**Document section**.
═══

Toxic Algal Bloom Predicted in Western Lake Erie
NOAA and research partners predict that the 2013 western Lake Erie harmful algal bloom (HAB) season will have a significant bloom of cyanobacteria, a toxic blue-green algae, this summer.
The predicted bloom is expected to be larger than last year, but considerably less than the record-setting 2011 bloom. Bloom impacts will vary across the lake’s western basin. This year marks the second time NOAA has issued an annual outlook for western Lake Erie.
The forecast, made possible using NOAA models developed by scientists from the National Centers for Coastal Ocean Science (NCCOS), uses an 11-year data set of nutrients flowing into Lake Erie, collected by the Heidelberg University’s National Center for Water Quality Research , and analysis of satellite data from the European Space Agency’s Envisat.

═══

**Listed records**.
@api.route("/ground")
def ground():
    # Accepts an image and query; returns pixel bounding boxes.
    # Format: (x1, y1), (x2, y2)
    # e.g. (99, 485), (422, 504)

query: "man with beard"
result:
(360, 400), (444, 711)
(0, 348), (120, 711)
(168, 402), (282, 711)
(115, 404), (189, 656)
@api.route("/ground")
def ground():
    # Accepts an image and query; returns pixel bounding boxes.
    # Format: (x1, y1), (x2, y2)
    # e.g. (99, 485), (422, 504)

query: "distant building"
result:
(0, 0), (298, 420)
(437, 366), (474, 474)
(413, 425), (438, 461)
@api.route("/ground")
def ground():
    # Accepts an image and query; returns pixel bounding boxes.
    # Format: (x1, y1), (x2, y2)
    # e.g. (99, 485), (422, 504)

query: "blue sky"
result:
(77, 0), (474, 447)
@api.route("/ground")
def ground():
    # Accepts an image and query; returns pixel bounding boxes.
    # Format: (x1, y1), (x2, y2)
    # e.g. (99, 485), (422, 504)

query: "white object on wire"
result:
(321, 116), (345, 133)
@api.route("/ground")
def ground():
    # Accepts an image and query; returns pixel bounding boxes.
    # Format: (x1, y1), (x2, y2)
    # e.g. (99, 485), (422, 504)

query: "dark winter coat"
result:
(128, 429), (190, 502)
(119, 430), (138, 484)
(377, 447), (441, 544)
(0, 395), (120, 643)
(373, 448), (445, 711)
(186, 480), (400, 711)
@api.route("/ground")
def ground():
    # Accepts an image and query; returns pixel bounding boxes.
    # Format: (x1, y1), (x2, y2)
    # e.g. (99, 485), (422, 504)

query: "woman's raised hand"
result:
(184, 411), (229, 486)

═══

**Things to do**.
(A) Retype the Lake Erie algal bloom article word for word, from "Toxic Algal Bloom" to "western Lake Erie.".
(B) Write what comes next in the Lake Erie algal bloom article, continuing on from its final sentence.

**Task-by-task answers**.
(A)
Toxic Algal Bloom Predicted in Western Lake Erie
NOAA and research partners predict that the 2013 western Lake Erie harmful algal bloom (HAB) season will have a significant bloom of cyanobacteria, a toxic blue-green algae, this summer.
The predicted bloom is expected to be larger than last year, but considerably less than the record-setting 2011 bloom. Bloom impacts will vary across the lake’s western basin. This year marks the second time NOAA has issued an annual outlook for western Lake Erie.

(B)
In addition to the satellite monitoring of the lake, NOAA’s Great Lakes Environmental Research Laboratory , Ohio State University’s Sea Grant Program and Stone Laboratory, Heidelberg University, the University of Toledo , and Ohio EPA will be collecting measurements from the lake as the summer progresses. The goal of those collaborative efforts is to further refine the accuracy of this forecast’s models.
Harmful algae blooms were common on western Lake Erie in the 1960s and 1970s. After a lapse of nearly 20 years, they have been steadily increasing over the past decade. NOAA has issued weekly HABS bulletins for western Lake Erie , as an early warning system, since 2008 through NCCOS . The weekly bulletins will continue in 2013.